Search the data for the word "segment" and copy every line that contains it.

Stored data entries:
=== Begin Enclosure ===
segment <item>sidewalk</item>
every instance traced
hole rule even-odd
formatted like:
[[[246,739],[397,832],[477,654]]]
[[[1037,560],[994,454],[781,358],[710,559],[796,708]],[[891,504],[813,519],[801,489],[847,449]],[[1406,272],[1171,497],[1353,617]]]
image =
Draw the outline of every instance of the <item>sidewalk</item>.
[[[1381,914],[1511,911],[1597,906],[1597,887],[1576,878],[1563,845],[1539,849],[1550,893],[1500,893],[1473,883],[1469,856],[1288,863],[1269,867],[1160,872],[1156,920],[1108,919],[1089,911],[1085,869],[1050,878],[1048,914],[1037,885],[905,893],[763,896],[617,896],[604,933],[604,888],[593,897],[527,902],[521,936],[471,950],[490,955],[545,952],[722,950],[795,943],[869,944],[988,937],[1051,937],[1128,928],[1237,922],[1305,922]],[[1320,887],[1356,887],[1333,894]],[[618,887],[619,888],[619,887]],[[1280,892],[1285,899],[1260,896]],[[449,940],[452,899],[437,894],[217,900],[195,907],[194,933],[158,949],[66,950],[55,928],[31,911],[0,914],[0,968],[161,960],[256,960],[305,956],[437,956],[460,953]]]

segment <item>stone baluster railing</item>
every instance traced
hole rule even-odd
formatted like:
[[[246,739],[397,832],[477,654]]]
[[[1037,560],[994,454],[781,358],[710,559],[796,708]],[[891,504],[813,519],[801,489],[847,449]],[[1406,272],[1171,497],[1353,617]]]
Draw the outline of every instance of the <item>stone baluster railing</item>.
=== End Enclosure ===
Solution for this exercise:
segment <item>sidewalk</item>
segment <item>stone baluster railing</item>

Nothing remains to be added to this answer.